> [Excerpt to read]
Doctoring the House Rules
Posted by: not-Greg in FIFA2010, House Rules, manager mode, tags: FIFA2010, House Rules, manager modeI’m really not impressed by some major elements of FIFA09’s Manager Mode. The transfer market for one. It is completely broken. It might as well not even be in the game. As long as you have enough money to pay the transfer fee and/or wages, you can get any player. It doesn’t matter what club you are, or what division you are in. There are no exceptions.
Starting with any lower league team you pretty quickly have the kind of bank balance that’d be the envy of many a top-division club. Sponsorship money is ridiculously inflated. You can sell any of your rubbish players straightaway for their full market value or greater. If a low offer comes in, you just reject it and wait another week—the higher offer invariably arrives. By the end of the first January transfer window in the first season, you can virtually replace your entire First XI with good or even great players.
No, FIFA09 is not Football Manager—and I wouldn’t want it to be. But I’d at least like it to be on the same level as PES’s Master League, where the much-maligned transfer system is actually hyper-realistic when compared with FIFA’s dismal effort.
And the transfer market isn’t even the half of it. There are many other issues. There are no night matches in Manager Mode, ever. (I know about the menu trick to get night games. It doesn’t count.)

> [Source material]
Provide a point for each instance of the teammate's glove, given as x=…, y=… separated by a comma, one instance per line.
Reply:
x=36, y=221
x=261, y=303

> [Task to complete] In the FIFA09 Manager Mode post, retype the passage word for word, starting with the words containing "And the transfer" and ending with "It doesn’t count.)". Work only from the FIFA09 Manager Mode post.

> [Expected answer]
And the transfer market isn’t even the half of it. There are many other issues. There are no night matches in Manager Mode, ever. (I know about the menu trick to get night games. It doesn’t count.)